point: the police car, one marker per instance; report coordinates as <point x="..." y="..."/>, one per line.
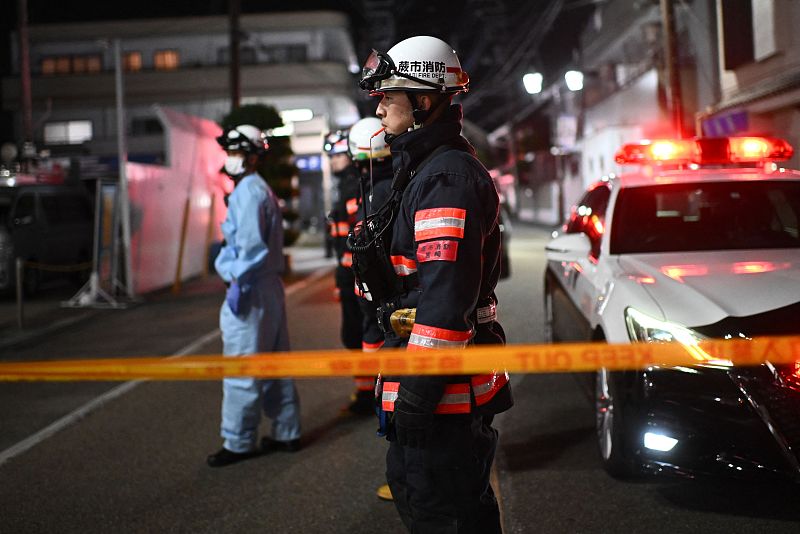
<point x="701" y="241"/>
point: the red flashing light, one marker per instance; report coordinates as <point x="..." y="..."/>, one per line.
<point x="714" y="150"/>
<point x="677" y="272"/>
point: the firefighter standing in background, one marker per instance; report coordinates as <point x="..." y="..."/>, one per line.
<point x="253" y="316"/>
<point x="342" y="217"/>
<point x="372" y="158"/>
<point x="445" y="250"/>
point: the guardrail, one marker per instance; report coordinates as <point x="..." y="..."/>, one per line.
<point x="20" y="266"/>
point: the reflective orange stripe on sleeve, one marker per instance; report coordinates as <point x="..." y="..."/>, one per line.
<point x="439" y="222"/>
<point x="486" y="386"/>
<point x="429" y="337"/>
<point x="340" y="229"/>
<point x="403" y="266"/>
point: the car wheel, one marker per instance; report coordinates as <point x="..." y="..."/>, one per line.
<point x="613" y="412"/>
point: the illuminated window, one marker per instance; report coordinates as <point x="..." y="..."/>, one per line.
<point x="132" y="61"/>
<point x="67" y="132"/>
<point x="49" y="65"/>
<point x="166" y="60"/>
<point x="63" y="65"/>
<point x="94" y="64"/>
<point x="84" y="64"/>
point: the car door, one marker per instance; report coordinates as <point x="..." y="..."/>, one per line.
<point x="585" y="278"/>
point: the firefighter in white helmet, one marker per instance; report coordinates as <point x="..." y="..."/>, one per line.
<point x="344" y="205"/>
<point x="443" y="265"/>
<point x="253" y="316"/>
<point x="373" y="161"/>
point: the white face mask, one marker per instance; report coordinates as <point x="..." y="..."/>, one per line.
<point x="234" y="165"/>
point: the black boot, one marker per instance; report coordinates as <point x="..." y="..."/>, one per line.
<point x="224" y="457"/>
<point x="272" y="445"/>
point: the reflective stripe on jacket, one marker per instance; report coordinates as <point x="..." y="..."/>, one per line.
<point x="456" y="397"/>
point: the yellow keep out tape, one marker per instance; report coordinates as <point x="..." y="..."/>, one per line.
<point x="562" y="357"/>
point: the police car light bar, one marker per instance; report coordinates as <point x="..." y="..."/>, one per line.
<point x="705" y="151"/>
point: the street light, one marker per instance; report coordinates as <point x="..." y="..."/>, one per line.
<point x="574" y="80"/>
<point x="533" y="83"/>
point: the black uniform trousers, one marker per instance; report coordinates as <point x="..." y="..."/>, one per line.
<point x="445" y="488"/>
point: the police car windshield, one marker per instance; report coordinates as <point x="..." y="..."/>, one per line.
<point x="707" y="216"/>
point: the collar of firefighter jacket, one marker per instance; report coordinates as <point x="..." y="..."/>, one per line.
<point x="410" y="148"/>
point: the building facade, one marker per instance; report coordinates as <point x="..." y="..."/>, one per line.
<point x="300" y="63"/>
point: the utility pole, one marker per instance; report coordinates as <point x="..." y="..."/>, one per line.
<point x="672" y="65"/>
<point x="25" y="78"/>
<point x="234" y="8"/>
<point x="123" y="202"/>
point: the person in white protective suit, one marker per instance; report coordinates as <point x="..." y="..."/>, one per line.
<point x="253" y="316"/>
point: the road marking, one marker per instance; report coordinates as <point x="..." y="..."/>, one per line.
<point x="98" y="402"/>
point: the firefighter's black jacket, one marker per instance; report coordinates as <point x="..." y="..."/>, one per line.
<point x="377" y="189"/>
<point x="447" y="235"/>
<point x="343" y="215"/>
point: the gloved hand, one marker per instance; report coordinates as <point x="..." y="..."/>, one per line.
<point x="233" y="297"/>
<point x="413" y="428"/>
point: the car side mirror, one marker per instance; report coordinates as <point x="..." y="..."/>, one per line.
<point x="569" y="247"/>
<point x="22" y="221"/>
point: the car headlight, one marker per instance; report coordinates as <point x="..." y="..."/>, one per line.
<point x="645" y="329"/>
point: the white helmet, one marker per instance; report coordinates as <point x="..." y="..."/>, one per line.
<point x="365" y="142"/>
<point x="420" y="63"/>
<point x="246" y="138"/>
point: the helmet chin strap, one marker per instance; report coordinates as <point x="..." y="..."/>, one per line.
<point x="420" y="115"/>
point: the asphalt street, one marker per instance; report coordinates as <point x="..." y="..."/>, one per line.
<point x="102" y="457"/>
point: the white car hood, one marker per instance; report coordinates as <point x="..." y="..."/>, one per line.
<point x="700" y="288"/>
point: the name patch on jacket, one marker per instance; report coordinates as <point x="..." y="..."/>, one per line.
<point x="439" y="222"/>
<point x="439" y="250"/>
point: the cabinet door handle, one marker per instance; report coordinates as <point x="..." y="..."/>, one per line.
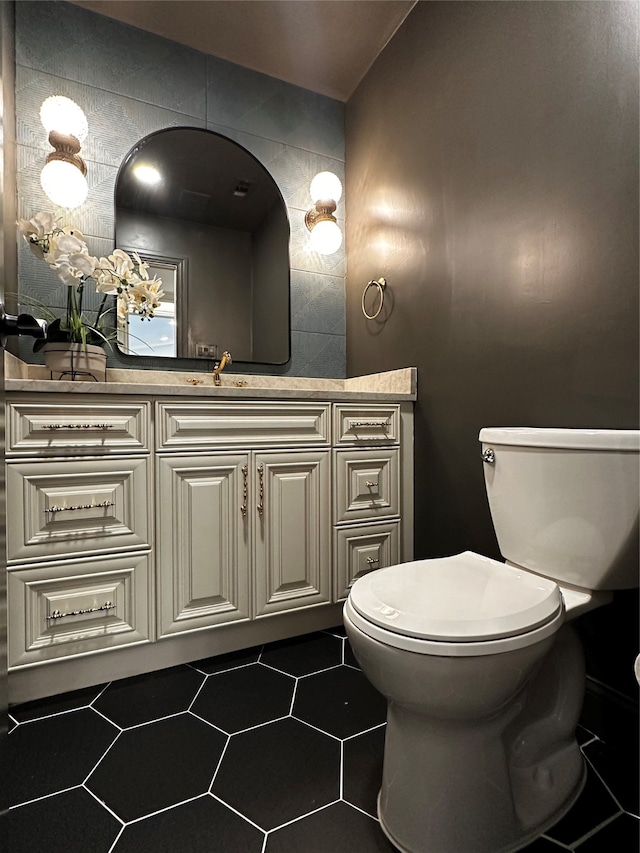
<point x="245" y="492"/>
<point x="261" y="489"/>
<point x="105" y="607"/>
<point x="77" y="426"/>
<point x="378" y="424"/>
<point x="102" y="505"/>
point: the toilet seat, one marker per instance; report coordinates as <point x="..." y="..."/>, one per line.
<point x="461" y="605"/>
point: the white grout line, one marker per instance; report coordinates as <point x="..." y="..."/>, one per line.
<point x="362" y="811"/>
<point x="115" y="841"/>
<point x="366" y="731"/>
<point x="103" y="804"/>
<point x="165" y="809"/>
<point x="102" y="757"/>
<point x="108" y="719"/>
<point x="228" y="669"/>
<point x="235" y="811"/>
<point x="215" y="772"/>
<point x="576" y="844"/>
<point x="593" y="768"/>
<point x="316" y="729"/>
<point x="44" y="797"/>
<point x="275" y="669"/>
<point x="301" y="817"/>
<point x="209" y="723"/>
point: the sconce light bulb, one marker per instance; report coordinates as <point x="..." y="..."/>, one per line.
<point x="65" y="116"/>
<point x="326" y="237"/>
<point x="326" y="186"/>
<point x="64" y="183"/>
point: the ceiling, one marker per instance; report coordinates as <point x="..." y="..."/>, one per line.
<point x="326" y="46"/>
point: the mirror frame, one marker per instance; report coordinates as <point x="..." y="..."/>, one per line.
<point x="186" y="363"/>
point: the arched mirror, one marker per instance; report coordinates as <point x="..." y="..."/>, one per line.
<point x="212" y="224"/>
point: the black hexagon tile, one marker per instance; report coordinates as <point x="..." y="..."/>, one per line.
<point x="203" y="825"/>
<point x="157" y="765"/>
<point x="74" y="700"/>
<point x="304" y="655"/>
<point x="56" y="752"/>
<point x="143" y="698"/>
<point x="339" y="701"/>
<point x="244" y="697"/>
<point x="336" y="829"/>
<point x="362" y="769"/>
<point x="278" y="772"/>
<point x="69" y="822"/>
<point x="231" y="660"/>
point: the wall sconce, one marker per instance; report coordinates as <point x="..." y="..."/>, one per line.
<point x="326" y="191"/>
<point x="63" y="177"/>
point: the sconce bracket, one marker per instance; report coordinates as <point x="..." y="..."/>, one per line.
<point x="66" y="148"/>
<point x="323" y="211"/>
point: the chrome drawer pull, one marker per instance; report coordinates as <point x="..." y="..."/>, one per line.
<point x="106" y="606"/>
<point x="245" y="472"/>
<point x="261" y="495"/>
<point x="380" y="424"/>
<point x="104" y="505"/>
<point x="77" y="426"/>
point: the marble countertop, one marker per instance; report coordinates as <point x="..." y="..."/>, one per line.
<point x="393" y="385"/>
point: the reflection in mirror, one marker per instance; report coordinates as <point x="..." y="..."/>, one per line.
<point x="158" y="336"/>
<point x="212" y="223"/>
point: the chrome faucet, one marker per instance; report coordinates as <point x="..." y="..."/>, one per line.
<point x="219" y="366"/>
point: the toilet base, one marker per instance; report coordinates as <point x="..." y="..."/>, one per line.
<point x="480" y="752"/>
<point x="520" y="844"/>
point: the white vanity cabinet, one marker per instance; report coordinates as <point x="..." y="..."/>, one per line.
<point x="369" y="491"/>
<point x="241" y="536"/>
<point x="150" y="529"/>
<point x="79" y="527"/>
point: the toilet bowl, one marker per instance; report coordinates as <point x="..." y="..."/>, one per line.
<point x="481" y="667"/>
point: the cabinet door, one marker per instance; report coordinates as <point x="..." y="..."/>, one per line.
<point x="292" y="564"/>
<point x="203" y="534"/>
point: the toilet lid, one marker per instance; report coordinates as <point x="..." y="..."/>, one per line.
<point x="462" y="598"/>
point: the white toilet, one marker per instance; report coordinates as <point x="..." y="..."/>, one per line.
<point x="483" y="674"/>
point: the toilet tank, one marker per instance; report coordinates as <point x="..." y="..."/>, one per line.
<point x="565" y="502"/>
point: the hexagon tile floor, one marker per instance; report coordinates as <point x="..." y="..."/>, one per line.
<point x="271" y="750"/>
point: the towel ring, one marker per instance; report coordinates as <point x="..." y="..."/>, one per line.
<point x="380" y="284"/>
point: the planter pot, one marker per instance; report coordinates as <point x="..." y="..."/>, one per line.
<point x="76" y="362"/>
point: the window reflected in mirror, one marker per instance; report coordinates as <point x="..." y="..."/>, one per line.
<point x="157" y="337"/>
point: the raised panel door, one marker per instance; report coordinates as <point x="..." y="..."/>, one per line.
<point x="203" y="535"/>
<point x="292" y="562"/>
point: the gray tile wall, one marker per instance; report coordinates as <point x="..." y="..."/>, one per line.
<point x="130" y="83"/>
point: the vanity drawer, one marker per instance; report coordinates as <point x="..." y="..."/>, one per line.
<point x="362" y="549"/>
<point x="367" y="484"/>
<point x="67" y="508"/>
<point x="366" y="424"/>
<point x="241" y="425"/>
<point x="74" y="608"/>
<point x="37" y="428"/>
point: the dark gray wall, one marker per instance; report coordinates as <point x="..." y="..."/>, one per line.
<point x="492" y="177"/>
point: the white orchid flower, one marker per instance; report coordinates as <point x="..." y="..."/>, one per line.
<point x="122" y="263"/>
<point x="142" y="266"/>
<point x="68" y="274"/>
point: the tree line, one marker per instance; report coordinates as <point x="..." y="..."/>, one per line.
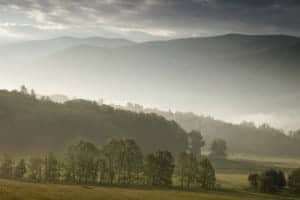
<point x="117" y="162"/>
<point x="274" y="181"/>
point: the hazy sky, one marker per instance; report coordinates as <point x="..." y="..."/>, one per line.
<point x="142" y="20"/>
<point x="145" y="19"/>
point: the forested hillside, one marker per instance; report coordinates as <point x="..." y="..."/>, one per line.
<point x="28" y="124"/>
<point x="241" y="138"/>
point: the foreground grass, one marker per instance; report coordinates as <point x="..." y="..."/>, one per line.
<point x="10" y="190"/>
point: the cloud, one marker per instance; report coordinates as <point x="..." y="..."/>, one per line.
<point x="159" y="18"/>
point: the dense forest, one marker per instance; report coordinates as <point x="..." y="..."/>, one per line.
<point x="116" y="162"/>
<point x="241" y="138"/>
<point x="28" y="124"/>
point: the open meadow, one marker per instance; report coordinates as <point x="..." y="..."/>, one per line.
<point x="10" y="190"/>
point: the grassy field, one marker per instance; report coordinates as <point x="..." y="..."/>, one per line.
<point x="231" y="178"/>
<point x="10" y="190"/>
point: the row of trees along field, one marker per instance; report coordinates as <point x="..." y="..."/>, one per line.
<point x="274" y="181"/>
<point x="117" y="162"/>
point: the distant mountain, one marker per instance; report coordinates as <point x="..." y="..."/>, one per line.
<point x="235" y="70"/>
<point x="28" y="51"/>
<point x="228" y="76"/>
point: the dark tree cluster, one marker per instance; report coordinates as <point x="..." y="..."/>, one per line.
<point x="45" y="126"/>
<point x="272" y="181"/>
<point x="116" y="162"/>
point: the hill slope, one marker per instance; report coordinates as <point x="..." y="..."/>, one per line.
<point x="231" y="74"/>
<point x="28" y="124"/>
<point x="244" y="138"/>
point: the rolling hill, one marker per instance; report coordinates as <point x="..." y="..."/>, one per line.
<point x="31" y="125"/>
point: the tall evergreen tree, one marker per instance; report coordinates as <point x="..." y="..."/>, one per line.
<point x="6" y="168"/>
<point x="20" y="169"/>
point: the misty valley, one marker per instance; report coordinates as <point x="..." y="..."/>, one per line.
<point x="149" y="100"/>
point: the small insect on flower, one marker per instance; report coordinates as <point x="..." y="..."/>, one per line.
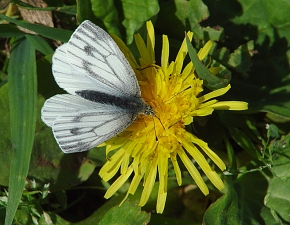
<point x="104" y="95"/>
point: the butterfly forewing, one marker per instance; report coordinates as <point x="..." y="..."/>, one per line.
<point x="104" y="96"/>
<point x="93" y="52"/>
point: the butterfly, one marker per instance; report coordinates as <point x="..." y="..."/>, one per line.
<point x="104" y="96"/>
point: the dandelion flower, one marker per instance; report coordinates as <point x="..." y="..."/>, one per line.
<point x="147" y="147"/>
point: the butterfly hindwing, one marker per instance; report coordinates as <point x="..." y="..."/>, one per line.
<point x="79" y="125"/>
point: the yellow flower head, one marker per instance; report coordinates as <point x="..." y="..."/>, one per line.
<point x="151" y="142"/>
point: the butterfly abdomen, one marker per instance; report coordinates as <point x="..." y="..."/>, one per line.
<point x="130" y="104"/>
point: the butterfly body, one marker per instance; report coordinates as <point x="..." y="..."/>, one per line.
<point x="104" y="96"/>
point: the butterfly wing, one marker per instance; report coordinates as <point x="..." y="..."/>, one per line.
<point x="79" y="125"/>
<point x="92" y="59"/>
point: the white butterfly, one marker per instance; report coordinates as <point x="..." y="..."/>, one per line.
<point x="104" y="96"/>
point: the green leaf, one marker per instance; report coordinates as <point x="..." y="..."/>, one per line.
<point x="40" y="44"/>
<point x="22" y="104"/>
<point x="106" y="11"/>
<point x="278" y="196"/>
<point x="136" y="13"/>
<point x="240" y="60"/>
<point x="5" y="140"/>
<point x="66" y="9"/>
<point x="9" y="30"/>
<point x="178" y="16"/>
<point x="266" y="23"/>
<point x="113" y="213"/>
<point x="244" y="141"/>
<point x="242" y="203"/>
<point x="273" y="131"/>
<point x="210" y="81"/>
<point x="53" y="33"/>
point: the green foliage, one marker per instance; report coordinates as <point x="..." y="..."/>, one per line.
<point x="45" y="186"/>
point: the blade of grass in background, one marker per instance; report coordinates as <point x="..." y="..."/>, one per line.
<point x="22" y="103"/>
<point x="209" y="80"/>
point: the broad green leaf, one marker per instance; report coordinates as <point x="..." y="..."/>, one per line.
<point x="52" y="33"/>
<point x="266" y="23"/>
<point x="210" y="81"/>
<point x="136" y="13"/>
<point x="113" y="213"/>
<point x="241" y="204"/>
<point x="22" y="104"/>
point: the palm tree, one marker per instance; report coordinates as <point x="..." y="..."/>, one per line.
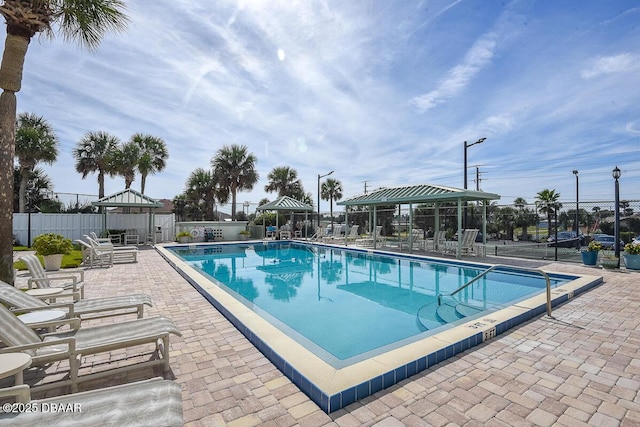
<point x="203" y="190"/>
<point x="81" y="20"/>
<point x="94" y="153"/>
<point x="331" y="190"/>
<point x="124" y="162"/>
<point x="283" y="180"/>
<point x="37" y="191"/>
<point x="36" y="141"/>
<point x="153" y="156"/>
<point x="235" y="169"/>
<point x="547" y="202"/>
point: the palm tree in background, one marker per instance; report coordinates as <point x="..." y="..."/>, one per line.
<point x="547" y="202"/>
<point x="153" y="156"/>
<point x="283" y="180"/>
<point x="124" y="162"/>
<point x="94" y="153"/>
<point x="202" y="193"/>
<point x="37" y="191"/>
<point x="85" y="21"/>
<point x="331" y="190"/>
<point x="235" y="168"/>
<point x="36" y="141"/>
────────
* [Request] Please put the rows starting at the line that contains "point: the palm tree in" and running through the last row into a two-column CSV with the headers instruction and answer, one CSV line per row. Give each field in quotes, with any line breaks inside it replaced by spaces.

* [Response below]
instruction,answer
"point: the palm tree in background, one marker per instance; report coordinates as <point x=""..."" y=""...""/>, one per line.","<point x=""547"" y=""202""/> <point x=""153"" y=""156""/> <point x=""283"" y=""180""/> <point x=""124"" y=""162""/> <point x=""94"" y=""153""/> <point x=""202"" y=""193""/> <point x=""37"" y=""191""/> <point x=""85"" y=""21""/> <point x=""331"" y=""190""/> <point x=""235"" y=""168""/> <point x=""36"" y=""141""/>"